# Objective
Quote each of the items below word for word, reproducing every line without change.

# Supplied data
>> START

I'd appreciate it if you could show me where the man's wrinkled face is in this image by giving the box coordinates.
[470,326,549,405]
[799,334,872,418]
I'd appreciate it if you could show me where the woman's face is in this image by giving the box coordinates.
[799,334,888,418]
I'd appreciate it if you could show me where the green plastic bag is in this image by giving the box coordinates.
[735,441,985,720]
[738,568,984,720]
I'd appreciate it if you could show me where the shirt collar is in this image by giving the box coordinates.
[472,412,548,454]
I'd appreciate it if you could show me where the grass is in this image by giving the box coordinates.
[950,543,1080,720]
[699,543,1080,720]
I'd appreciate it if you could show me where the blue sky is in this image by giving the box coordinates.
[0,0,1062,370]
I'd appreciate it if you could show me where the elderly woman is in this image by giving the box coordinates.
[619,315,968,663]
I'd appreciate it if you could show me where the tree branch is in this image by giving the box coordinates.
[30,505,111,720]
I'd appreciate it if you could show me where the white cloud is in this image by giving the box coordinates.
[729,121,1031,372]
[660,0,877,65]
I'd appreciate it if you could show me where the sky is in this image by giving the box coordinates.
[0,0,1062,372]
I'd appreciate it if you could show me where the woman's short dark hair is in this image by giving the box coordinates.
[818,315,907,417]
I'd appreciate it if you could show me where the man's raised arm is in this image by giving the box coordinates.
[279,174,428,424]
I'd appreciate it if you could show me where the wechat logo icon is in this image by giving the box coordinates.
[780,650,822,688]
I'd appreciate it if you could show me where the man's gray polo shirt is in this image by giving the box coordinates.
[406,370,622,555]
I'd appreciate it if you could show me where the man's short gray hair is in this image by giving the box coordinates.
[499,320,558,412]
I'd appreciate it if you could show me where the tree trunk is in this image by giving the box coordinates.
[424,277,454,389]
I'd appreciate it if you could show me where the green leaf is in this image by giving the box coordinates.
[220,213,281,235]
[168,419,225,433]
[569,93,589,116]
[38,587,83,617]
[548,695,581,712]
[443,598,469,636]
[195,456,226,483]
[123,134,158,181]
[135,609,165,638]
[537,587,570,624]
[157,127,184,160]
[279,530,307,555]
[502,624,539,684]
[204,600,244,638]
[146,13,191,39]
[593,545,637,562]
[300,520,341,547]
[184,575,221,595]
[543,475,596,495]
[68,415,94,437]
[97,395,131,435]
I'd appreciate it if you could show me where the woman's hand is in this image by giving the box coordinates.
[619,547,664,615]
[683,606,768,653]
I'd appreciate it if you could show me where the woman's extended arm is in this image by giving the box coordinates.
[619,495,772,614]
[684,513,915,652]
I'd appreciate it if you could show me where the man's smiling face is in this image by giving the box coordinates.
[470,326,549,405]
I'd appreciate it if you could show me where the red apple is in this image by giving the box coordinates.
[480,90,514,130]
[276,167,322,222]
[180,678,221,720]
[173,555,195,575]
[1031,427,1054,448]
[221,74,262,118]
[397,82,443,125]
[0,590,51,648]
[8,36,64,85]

>> END

# Exercise solution
I'd appreciate it if you could show me where the man's wrinkled face is in this image by giving the box coordinates.
[470,326,549,405]
[799,334,872,418]
I'd appreciate it if you could show me where the woman's face is in this image by giving the box coordinates.
[799,334,888,418]
I'd appreciate it if you could show me where the green plastic bag is in this image by giving the box coordinates.
[735,441,985,720]
[738,568,984,720]
I'd appreciate it if you could show me where the shirt collar is in this image by giving the box coordinates.
[472,412,548,454]
I'd appreciate it if you could show me where the grass is in this image by giving the box coordinates.
[950,543,1080,720]
[699,543,1080,720]
I'd appreciate it if you could show me where the blue sky is in this image by giving the box coordinates.
[0,0,1062,370]
I'd appreciate it if you could show me where the elderly woman is in this image by giving the box coordinates.
[619,315,968,663]
I'd appreciate it if you could show me where the tree branch is in this image by giving the box coordinates.
[30,505,111,720]
I'd appreciate it if you could show me where the white cloud is in this image by giving the box coordinates.
[729,121,1031,372]
[660,0,877,65]
I'd appreciate it if you could show me where the sky is in this image by giving the box coordinates.
[0,0,1062,372]
I'd appreciate it if you could show me where the woman's short dark hair is in this image by giving the box coordinates.
[818,315,907,417]
I'd appreciate it if you could show me where the man's raised arm is in this image by giving the box coordinates.
[279,174,428,424]
I'd appreciate it if you could show me where the wechat logo icon is in this image by giving the box coordinates.
[780,650,822,688]
I'd appreciate it if you could show me where the man's gray polo shirt is in this image by giving the box coordinates.
[406,370,622,555]
I'd appreciate it if you could show me where the man's short gray hair is in this image by giving the box coordinates.
[499,320,558,412]
I'd appreciate it if you could show me where the tree trunk is in this image by giving the box coordinates.
[424,277,454,389]
I'd appreciate it if you could show me where the green leaf is in this image by giving the box coordinates.
[220,213,281,235]
[168,419,225,433]
[569,93,589,116]
[38,587,83,617]
[548,695,581,712]
[443,598,469,636]
[195,456,226,483]
[123,134,158,181]
[135,609,165,638]
[537,587,570,624]
[157,127,184,160]
[279,530,307,555]
[502,624,539,684]
[204,600,244,638]
[146,13,191,39]
[593,545,637,562]
[300,520,341,547]
[184,575,221,595]
[543,475,596,495]
[68,415,94,437]
[97,395,131,435]
I'd appreciate it if you could show me where the woman's hand is in this image by giving the box coordinates.
[619,547,664,615]
[683,606,768,653]
I'd appreciate it if you could show me where the woman's extended arm is in this image by giving the box coordinates.
[619,495,772,614]
[684,513,915,652]
I'd appreciate it if you could show me where the man's smiling face is in this image by giving the box coordinates.
[470,326,549,405]
I'd appreciate it if you could show me where the red apple is in this image by giving the box coordinates.
[480,90,514,130]
[276,167,322,222]
[180,678,221,720]
[173,555,195,575]
[1031,427,1054,448]
[221,74,262,118]
[397,82,443,125]
[0,590,51,648]
[8,36,64,85]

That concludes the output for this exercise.